[TASK TO CARRY OUT]: Restate the data exactly as given and keep the pictures out.

*** DATA FOR THIS EXERCISE

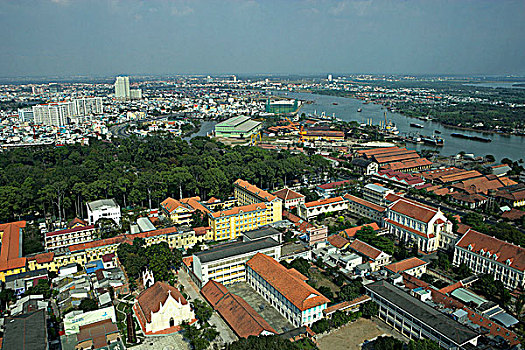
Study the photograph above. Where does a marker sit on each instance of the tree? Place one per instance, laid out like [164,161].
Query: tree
[88,305]
[369,309]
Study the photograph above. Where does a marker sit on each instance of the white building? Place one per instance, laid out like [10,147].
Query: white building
[64,238]
[329,205]
[420,224]
[286,290]
[103,208]
[122,91]
[161,309]
[484,254]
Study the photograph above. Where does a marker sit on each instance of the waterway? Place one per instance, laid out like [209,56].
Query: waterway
[205,129]
[502,146]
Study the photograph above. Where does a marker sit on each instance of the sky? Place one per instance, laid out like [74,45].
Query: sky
[110,37]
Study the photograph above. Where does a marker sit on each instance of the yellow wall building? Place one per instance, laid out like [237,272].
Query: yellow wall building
[246,193]
[229,224]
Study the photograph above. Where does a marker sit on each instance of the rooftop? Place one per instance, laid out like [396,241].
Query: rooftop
[436,320]
[288,283]
[99,204]
[233,249]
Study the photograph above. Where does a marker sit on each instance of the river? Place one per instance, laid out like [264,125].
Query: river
[502,146]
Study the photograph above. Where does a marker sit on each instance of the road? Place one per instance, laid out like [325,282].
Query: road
[192,290]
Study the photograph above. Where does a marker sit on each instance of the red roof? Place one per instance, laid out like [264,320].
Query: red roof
[11,251]
[500,251]
[254,190]
[350,232]
[365,249]
[70,230]
[294,289]
[331,185]
[364,202]
[404,265]
[337,241]
[150,300]
[413,209]
[324,202]
[239,315]
[287,194]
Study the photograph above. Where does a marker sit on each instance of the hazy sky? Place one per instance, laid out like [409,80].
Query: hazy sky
[68,37]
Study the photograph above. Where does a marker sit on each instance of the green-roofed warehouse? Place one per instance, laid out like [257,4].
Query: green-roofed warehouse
[237,127]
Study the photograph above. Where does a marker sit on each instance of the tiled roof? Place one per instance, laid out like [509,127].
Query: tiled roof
[413,209]
[365,249]
[151,299]
[11,251]
[337,241]
[236,210]
[404,265]
[195,204]
[70,230]
[297,291]
[331,185]
[365,203]
[170,204]
[500,251]
[350,232]
[254,190]
[409,229]
[287,194]
[239,315]
[324,202]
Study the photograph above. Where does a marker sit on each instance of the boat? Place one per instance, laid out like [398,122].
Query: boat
[469,137]
[416,125]
[433,140]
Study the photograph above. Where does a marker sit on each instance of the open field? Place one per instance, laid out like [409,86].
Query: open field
[350,337]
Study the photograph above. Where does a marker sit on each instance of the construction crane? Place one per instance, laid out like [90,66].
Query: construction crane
[301,131]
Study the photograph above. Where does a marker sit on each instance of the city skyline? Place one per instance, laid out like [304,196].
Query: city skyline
[246,37]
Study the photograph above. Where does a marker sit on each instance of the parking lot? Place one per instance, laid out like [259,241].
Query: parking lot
[271,315]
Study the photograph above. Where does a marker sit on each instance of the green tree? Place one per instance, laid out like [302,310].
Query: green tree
[369,309]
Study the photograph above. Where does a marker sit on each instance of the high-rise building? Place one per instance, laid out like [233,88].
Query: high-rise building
[26,114]
[122,91]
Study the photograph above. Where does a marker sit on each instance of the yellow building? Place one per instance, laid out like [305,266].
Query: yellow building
[11,259]
[229,224]
[246,193]
[87,252]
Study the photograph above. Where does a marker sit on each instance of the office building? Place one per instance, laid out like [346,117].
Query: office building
[231,223]
[310,210]
[26,115]
[226,263]
[417,320]
[246,193]
[484,254]
[286,290]
[103,209]
[64,238]
[122,91]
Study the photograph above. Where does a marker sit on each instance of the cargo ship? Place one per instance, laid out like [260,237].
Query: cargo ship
[469,137]
[416,125]
[433,140]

******

[SOLUTION TO THIS EXERCISE]:
Study the photograph above. Where does a marker sit on each instance of the tree? Place one per instance, laid out like [164,161].
Query: tree
[88,305]
[369,309]
Study the photograph above. Where does a marker sit on each instance of the white building? Place one per instance, laid out like [10,147].
Query: white building
[64,238]
[329,205]
[420,224]
[286,290]
[103,208]
[122,91]
[161,309]
[484,254]
Study the photograph above. Where does a marker sit on each instance of the waterway? Place one per instance, laid out like [209,56].
Query: waterway
[205,129]
[502,146]
Study the photograph above. Where does a marker sit on each instance of the sky? Place one per instance, laid out like [74,45].
Query: sky
[110,37]
Study the photograph above. Where does a marker sit on each instance of the yellow wall building? Place one per instance, laid out like [237,272].
Query: yellow wall building
[246,193]
[229,224]
Study the photograph above. Where does a marker sit on each instance of the rooftop? Place one per instance, laid out like [396,241].
Query: rooftop
[436,320]
[288,283]
[99,204]
[233,249]
Study the photograph above. Where does a marker sit on each instance of the river? Place one per instance, laid out like [264,125].
Query: river
[502,146]
Study the photograph above. Where does a marker sit on each instance of the road? Place one per instance, laid out like [325,282].
Query: road
[192,290]
Study the photograph above. Where does a marker sit on each instance of the red roof? Place one per instance, laid out like [264,320].
Query: red roof
[11,251]
[500,251]
[254,190]
[350,232]
[365,249]
[70,230]
[294,289]
[331,185]
[364,202]
[404,265]
[337,241]
[150,300]
[413,209]
[324,202]
[239,315]
[287,194]
Study the photograph above. Where does a marker sit on each instance of the hazy sky? Place one per instance, laid out like [409,80].
Query: hazy sky
[68,37]
Study the photograph above. Where does a marker sit on each instance of the green-roofed warehouse? Place one per instance, laid out like [257,4].
Query: green-roofed warehouse
[237,127]
Study the photograph above. Where does a marker sit on each instance of the tiled roof? Place one per instance, laid out like [509,127].
Query: tiled roof
[413,209]
[365,249]
[151,299]
[11,251]
[337,241]
[236,210]
[404,265]
[195,204]
[70,230]
[297,291]
[331,185]
[365,203]
[170,204]
[500,251]
[350,232]
[254,190]
[409,229]
[287,194]
[239,315]
[324,202]
Study the photograph above. Where does a marker sit on each instance of the boat? Place one per instance, laid out like [398,122].
Query: boat
[469,137]
[416,125]
[433,140]
Study the photograph above. Where does a marker sit on each instance of the open field? Place one per instance, laid out like [409,86].
Query: open field
[350,337]
Study the photograph above. Where does a marker sit on each instance of the construction crane? Place one per instance, laid out like [90,66].
Query: construction crane
[301,131]
Study the photograph above. Where does a marker sit on each instance of the city skyline? Place one per instance, laid out like [304,196].
Query: city skyline
[246,37]
Study the photograph above. Where does a marker sit on each instance of the parking lot? Place one per instance, laid out like [259,241].
Query: parking lot
[271,315]
Study the photograph above. Where does a marker sit on each instance of the green tree? Place one per instance, laid out like [302,310].
Query: green tree
[369,309]
Study the photograph above. Where does a marker sit on each instance of the high-rise building? Place one per instance, laid out like [233,88].
Query: high-rise building
[26,114]
[122,91]
Study the photograph above. Where does a marker sit on each instance of the yellow building? Place one per instance, laid out like [305,266].
Query: yellow building
[11,259]
[229,224]
[246,193]
[87,252]
Study the photograph above. Where does a marker sit on each instance of the office building? Place one per instance, laid out like [346,117].
Query: office building
[231,223]
[310,210]
[26,115]
[226,263]
[417,320]
[246,193]
[484,254]
[286,290]
[103,209]
[64,238]
[122,91]
Study the photograph above. Where does a marker sit on each instance of the cargo ship? Place one per instance, laid out like [260,237].
Query: cargo ship
[469,137]
[416,125]
[433,140]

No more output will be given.